How to complete this task: The data below is to be transcribed word for word; pictures are to be excluded.

Data extracts:
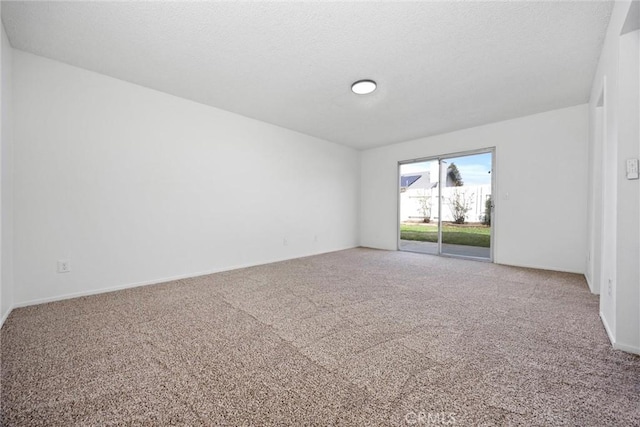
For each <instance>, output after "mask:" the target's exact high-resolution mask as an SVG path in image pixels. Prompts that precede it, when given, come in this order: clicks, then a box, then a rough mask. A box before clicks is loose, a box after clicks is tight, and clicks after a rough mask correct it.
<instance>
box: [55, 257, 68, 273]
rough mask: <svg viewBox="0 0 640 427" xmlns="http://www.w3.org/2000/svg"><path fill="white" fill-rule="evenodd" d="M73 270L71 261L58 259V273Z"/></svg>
mask: <svg viewBox="0 0 640 427" xmlns="http://www.w3.org/2000/svg"><path fill="white" fill-rule="evenodd" d="M70 271H71V263H70V262H69V261H67V260H59V261H58V273H68V272H70Z"/></svg>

Written answer:
For each <instance>, output after "mask:" the target's exact high-resolution mask as an SVG path in image pixels. Prompts that precede it, when given, come in this order: clicks, then a box, then a rough mask. A box before clicks is loose, a box after clicks is tight, and clicks after a rough mask correct it.
<instance>
box: [55, 257, 68, 273]
rough mask: <svg viewBox="0 0 640 427" xmlns="http://www.w3.org/2000/svg"><path fill="white" fill-rule="evenodd" d="M73 270L71 261L58 259V273Z"/></svg>
mask: <svg viewBox="0 0 640 427" xmlns="http://www.w3.org/2000/svg"><path fill="white" fill-rule="evenodd" d="M70 271H71V263H70V262H69V261H67V260H59V261H58V273H68V272H70Z"/></svg>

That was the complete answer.